### Try it:
In the passage about Lonnie Thompson, which ice cap serves as the backdrop for the documentary "Canary"?

Lonnie Thompson has perhaps spent more time at the top of the world than anyone else on the planet.
Thompson, a distinguished university professor of earth sciences at The Ohio State University and senior research scientist at the Byrd Polar and Climate Research Center, has spent his five-decade career on expeditions to some of the highest and most remote places imaginable, drilling ice cores to illuminate ancient histories that only glaciers hold.
It’s for this reason that “Canary,” a new documentary opening in limited release tomorrow (Sept. 15, 2023), calls Thompson “the closest living thing to Indiana Jones.” Set against the backdrop of the Peruvian Andes’ now-melting Quelccaya Ice Cap, the film follows the highs and lows of Thompson’s race to save these vital ice masses around the world from global warming.
“I’ve been working in Quelccaya for 50 years and I have never seen it in such bad shape,” he said. “It’s heartbreaking to see such a magnificent ice cap fall apart, but this is true throughout the Himalayas, on Kilimanjaro in Africa, and Greenland – if there’s ice in today’s world, it’s melting.”
The nearly two-hour film holds a second layer of personal significance to Thompson, who grew up believing he’d be destined to spend his life toiling in West Virginia’s coal mines. It was named “Canary” from the way miners used to carry canaries down into the mining tunnels because they were sensitive enough to detect carbon monoxide or other toxic gas changes in the air. If the canary fell unconscious or died, the miners would be cautioned enough to retreat before tragedy could strike.
Now, just as songbirds once sounded the alarm to impending disaster in mines, so too can the well-being of glaciers warn us of a future climate catastrophe, said Thompson.
“Glaciers are our canary in the coal mine,” he said. “They are an early warning system for the Earth and they’re all retreating at an accelerating rate.”

### Material shown:

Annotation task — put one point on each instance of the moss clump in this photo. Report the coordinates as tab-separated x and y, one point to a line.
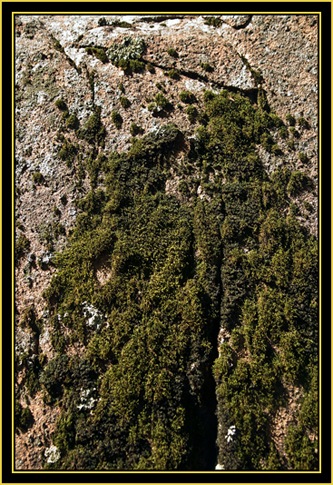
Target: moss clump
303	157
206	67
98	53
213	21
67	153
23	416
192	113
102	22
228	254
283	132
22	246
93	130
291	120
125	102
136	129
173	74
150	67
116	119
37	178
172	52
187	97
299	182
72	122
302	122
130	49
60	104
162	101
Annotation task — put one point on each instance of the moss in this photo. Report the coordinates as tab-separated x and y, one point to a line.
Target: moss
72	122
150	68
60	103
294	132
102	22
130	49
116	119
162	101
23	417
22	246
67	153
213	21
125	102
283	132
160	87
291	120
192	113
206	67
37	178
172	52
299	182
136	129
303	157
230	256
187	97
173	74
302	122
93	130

### The completed task:
The Quelccaya Ice Cap in the Peruvian Andes.